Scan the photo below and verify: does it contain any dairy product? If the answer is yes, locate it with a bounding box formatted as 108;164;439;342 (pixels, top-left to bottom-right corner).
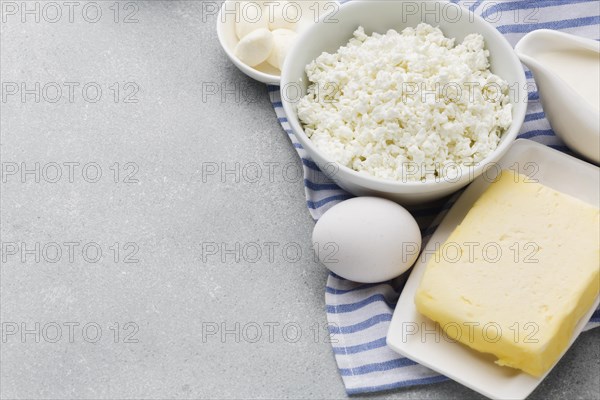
415;171;600;376
298;24;512;181
234;28;275;67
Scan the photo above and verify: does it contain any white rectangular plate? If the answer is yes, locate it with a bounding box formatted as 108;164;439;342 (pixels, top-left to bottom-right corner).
387;139;600;399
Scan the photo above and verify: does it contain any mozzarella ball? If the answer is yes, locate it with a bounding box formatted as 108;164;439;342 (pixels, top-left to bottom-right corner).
235;1;269;40
265;1;302;31
267;29;298;70
234;28;274;67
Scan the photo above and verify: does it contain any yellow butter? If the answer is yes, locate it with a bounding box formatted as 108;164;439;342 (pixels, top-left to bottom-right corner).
415;171;600;376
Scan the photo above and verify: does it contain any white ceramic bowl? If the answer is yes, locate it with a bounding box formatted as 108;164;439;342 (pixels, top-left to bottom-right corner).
217;0;340;85
281;0;527;205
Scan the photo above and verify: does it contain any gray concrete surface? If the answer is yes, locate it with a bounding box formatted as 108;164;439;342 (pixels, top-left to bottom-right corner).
0;1;600;399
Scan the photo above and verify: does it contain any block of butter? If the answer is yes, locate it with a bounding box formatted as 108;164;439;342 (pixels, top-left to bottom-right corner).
415;171;600;376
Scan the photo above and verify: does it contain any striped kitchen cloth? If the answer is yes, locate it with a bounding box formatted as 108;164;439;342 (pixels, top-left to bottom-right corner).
268;0;600;394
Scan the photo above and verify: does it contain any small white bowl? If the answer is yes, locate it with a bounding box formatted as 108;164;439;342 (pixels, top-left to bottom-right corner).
281;0;527;205
217;0;340;85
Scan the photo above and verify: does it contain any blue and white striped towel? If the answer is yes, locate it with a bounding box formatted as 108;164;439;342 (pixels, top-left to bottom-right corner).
269;0;600;394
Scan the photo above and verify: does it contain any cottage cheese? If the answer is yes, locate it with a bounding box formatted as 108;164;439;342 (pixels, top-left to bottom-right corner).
298;24;512;181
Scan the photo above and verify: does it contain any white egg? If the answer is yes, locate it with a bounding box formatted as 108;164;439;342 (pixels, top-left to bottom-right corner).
234;28;274;67
267;29;298;70
312;197;421;283
235;1;269;40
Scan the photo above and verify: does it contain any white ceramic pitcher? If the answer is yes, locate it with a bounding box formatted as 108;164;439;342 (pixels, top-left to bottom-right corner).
515;29;600;164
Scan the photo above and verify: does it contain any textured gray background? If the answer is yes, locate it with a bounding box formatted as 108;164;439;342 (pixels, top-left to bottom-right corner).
0;1;600;399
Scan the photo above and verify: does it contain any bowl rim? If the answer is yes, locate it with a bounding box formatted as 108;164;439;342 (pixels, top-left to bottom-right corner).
217;0;283;85
280;0;527;194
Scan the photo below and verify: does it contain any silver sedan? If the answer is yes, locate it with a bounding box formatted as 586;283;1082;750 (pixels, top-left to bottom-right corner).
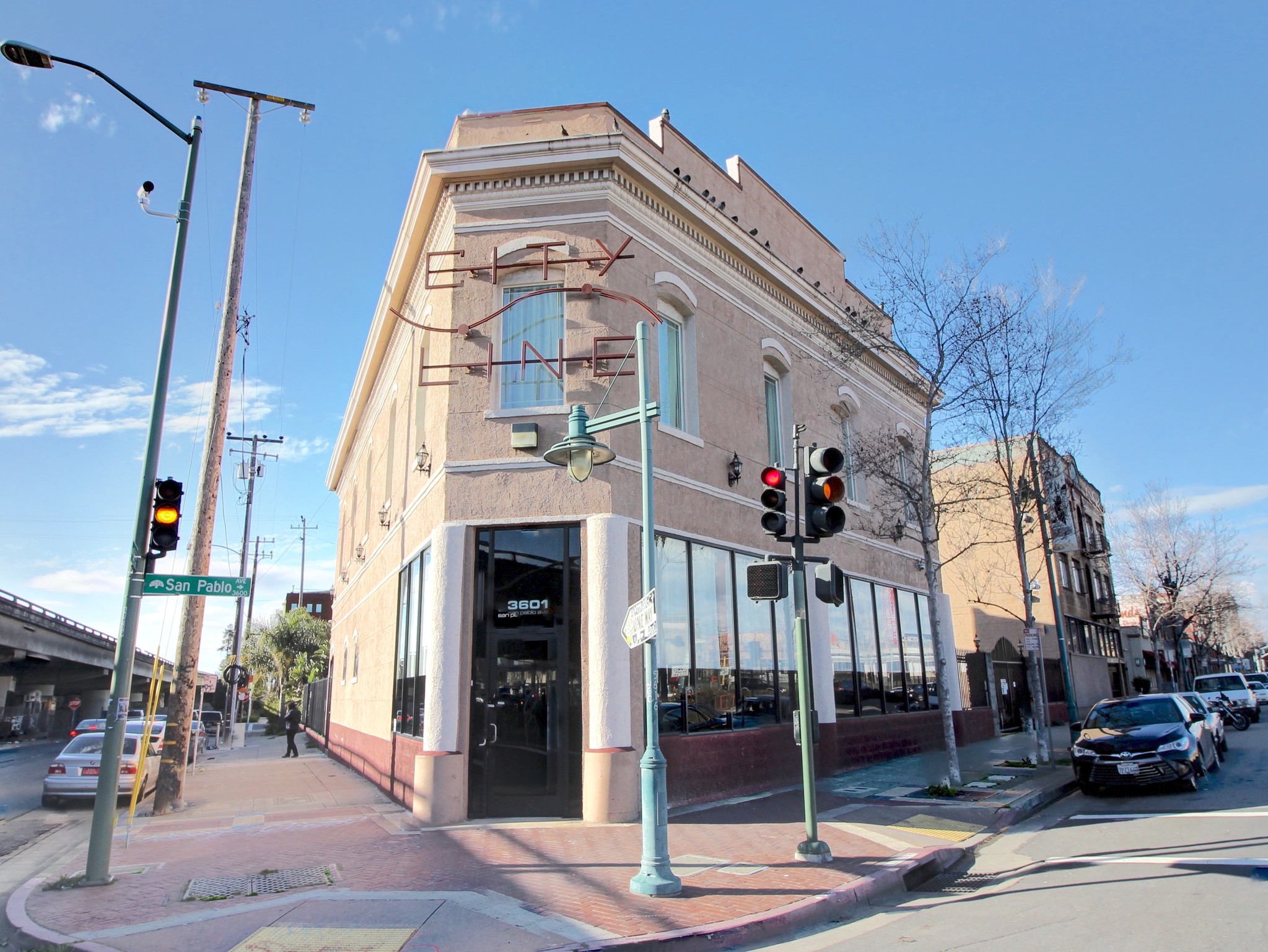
42;731;159;806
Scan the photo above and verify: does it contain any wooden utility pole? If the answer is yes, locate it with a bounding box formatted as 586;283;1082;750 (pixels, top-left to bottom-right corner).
292;516;321;611
154;81;316;816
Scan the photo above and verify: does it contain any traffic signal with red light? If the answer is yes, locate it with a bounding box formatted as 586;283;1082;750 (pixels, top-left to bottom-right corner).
150;479;185;555
761;466;789;535
805;446;846;539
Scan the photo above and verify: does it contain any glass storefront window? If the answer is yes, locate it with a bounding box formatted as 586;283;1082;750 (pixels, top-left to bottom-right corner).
655;536;691;716
898;591;925;711
392;549;431;736
828;602;859;717
734;552;777;728
916;595;938;710
872;586;907;712
691;544;735;714
849;578;885;715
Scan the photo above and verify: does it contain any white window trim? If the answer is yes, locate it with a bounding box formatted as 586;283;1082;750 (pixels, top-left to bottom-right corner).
484;274;572;411
655;299;704;446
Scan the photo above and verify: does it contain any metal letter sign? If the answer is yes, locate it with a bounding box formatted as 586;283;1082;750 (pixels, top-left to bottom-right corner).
621;588;659;648
142;575;251;598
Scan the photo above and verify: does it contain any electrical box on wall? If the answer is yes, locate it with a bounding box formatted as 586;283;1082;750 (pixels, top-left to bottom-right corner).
511;424;538;450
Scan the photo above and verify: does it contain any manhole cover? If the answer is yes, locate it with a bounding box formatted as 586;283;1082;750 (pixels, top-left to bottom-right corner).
181;866;334;901
912;871;995;893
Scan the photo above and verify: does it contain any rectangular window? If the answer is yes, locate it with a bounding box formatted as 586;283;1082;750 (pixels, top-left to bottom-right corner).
898;591;927;711
872;586;907;712
916;595;938;710
849;578;885;716
501;284;563;409
655;535;691;710
735;552;777;728
691;543;735;716
841;417;859;502
771;585;798;720
659;318;687;430
392;549;431;736
764;374;784;466
828;602;859;717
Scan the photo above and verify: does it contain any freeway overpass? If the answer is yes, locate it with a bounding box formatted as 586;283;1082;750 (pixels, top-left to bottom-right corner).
0;590;171;739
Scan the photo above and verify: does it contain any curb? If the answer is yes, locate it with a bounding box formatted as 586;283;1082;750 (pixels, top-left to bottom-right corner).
4;876;119;952
545;847;971;952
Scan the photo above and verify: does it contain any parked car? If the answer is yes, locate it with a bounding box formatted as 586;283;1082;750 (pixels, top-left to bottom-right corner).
1181;691;1229;761
1193;673;1259;724
1070;695;1220;793
71;717;105;738
41;730;159;806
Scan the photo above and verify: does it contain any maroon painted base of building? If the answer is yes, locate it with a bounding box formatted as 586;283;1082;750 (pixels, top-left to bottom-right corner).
309;707;997;806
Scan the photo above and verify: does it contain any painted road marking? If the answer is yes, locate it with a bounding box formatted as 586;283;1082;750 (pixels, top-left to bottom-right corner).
1067;810;1268;820
1044;855;1268;867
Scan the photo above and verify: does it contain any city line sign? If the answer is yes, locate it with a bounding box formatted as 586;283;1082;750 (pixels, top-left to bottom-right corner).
141;574;251;598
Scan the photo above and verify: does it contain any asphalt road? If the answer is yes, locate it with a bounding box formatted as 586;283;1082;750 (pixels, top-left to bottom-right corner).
761;720;1268;952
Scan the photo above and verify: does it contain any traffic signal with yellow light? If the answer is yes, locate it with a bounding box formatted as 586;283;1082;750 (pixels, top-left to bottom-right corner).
150;479;185;555
761;466;789;535
805;446;846;539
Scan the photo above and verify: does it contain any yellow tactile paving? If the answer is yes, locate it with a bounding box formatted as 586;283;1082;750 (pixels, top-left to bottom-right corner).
890;813;987;843
230;925;414;952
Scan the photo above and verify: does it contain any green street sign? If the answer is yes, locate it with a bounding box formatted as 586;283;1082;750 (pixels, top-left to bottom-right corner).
141;575;251;598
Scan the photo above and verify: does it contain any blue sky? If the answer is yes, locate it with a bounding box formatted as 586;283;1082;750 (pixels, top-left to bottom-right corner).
0;0;1268;667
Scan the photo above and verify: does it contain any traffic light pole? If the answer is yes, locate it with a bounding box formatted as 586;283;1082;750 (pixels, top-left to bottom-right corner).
790;426;832;863
84;118;203;886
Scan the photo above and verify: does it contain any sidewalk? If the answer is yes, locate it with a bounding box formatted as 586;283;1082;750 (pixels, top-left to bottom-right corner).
6;735;1072;952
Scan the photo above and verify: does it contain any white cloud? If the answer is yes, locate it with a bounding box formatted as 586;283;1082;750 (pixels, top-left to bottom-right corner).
27;569;123;595
1186;484;1268;512
0;345;279;439
278;436;330;463
39;90;114;136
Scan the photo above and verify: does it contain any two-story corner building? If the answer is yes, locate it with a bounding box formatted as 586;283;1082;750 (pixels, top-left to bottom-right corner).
327;104;994;823
942;439;1131;730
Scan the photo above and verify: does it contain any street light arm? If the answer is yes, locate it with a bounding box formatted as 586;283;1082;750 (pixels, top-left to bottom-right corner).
48;56;194;146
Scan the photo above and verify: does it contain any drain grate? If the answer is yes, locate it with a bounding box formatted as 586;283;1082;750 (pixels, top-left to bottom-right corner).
912;871;997;894
181;866;334;902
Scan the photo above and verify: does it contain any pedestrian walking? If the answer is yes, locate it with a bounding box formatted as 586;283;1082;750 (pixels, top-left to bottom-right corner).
281;701;299;758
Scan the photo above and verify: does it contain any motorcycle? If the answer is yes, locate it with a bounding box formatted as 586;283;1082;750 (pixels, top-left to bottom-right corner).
1207;693;1250;730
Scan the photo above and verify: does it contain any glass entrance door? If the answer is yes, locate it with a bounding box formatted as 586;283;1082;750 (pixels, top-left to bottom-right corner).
468;526;581;818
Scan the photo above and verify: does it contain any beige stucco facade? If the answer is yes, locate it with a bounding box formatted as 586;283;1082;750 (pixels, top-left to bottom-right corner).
936;440;1130;718
327;104;957;823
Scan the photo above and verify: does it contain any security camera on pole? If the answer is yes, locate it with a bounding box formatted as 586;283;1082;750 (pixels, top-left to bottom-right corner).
746;424;846;863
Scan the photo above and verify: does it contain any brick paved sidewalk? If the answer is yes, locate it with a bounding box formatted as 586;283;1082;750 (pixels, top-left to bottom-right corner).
9;739;1069;952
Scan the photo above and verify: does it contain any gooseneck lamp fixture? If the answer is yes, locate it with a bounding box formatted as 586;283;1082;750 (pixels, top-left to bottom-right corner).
543;403;616;483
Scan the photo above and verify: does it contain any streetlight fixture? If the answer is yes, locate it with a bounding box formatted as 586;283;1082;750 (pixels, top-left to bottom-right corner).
544;321;682;896
0;39;203;886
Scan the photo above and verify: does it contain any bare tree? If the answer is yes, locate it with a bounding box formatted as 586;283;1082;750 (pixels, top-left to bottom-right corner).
948;270;1124;763
851;223;1010;786
1116;484;1250;686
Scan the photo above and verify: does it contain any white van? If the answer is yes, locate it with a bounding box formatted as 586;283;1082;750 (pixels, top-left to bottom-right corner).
1193;672;1259;724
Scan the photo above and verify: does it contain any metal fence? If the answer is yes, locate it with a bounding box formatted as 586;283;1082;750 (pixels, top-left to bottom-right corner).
303;678;330;740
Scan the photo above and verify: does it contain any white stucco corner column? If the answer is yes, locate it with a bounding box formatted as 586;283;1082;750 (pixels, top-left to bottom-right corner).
582;513;639;823
937;592;964;711
805;585;837;724
412;522;470;826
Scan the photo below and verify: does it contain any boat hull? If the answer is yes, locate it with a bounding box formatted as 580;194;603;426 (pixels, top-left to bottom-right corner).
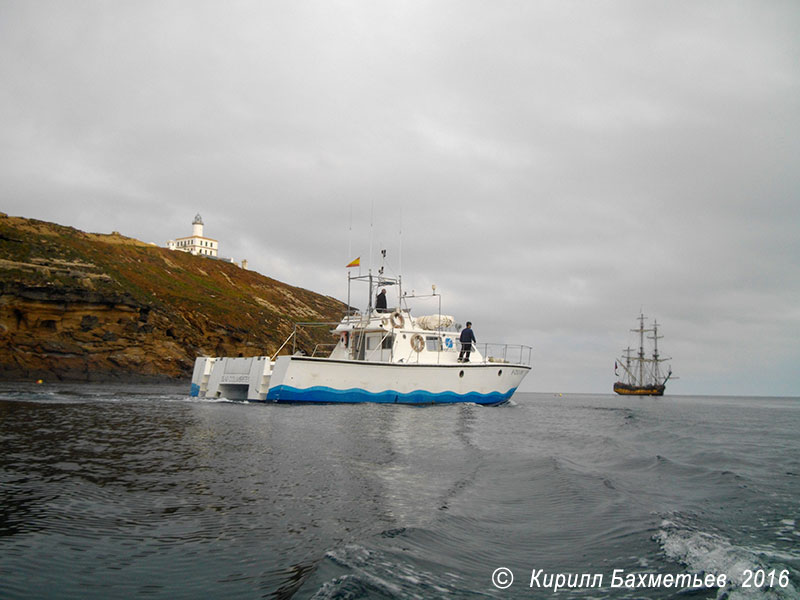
614;381;666;396
266;356;530;405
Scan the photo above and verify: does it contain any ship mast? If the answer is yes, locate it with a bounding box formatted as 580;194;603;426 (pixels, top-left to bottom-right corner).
648;320;664;385
631;313;649;385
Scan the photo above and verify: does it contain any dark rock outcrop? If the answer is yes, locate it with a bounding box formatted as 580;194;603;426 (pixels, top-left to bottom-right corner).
0;213;344;381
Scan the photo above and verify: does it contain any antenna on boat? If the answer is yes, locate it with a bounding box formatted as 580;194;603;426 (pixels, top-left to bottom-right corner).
369;200;375;274
397;205;403;275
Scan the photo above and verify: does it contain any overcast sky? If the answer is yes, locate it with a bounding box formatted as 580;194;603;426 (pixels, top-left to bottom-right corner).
0;0;800;396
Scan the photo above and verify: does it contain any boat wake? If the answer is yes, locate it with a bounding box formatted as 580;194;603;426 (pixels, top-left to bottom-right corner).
653;516;800;600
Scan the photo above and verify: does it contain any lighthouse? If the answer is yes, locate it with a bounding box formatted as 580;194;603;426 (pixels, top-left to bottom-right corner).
192;213;203;237
167;213;219;258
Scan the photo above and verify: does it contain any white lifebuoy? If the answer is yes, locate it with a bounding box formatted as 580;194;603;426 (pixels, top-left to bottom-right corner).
411;333;425;352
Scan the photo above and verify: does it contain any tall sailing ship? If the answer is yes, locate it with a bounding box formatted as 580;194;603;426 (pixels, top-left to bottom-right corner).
614;313;672;396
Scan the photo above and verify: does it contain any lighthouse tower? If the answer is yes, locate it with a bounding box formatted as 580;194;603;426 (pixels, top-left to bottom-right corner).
167;213;219;257
192;213;203;237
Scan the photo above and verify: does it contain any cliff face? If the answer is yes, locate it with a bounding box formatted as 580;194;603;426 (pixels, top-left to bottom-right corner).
0;213;345;381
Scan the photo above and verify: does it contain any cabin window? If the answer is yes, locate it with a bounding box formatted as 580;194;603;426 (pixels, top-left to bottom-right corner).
425;335;442;352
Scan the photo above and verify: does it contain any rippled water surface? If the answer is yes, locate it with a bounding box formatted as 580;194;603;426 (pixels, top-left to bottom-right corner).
0;384;800;599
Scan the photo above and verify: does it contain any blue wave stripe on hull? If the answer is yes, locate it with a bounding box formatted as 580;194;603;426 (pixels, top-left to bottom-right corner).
267;385;517;404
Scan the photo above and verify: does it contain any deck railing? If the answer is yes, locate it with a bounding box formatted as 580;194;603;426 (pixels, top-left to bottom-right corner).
475;343;533;366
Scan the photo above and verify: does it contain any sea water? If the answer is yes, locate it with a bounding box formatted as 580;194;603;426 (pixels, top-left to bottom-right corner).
0;383;800;600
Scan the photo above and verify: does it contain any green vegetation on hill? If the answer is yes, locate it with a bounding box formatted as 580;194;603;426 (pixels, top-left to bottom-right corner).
0;213;345;380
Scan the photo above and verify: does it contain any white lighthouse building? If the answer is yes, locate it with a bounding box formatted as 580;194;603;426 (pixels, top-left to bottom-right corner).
167;213;219;257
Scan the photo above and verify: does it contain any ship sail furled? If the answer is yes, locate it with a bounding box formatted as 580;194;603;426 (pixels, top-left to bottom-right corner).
614;314;672;396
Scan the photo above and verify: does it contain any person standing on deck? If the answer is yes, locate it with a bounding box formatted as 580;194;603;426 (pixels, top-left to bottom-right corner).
458;321;478;362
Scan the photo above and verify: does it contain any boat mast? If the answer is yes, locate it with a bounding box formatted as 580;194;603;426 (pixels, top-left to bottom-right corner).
631;313;645;385
648;320;664;385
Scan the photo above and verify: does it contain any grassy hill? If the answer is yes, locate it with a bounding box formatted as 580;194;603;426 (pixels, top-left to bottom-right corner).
0;213;345;380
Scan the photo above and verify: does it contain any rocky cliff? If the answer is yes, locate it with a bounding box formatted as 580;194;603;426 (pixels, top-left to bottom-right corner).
0;213;345;381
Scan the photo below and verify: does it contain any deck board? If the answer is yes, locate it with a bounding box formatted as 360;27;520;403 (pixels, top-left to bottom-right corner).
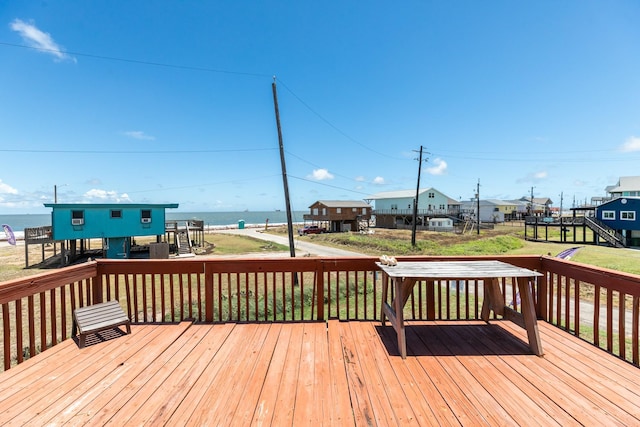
0;320;640;426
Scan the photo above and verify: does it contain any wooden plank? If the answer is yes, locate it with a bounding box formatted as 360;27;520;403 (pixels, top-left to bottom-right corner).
433;322;560;426
134;323;235;425
407;322;498;425
293;323;326;425
229;323;282;425
0;327;162;423
252;324;293;425
325;320;355;425
271;323;304;425
189;324;269;425
56;322;190;424
338;322;375;425
449;322;584;425
357;323;436;425
86;325;205;425
167;324;262;425
349;322;398;425
500;320;640;425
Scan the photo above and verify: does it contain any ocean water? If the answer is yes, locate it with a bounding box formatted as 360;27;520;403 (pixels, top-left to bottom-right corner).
0;210;308;232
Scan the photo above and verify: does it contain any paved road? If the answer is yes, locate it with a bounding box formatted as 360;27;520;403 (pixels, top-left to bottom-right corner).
214;228;368;257
215;228;632;335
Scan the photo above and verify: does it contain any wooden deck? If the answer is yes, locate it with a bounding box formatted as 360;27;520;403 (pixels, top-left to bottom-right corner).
0;321;640;426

◇ ◇ ◇ ◇

* _What the task requires_:
Can you rewrite the data from the line containing "Scan the photo above and verify: does it contain any ocean" to the end, changing "paved road" to "asphalt road" and leaving everything else untouched?

* _Task answer_:
Scan the photo above and verify: does it contain any ocean water? If the answer is yes, locate it with a bounding box formatted as 360;27;520;403 (pixels, top-left to bottom-right corner).
0;210;308;232
Scan the photo above and verify: does it contain any asphalt road? If the answer is yes, locate it with a bounding box formatted as 360;27;520;403 (pixels, top-left to bottom-right corner).
214;228;368;257
215;228;632;335
Scan the photo above and verify: does it contain any wooden deck? If the answer is yes, locate it with a bounding box formatted as 360;27;520;403 (pixels, top-left to bottom-right corner).
0;321;640;426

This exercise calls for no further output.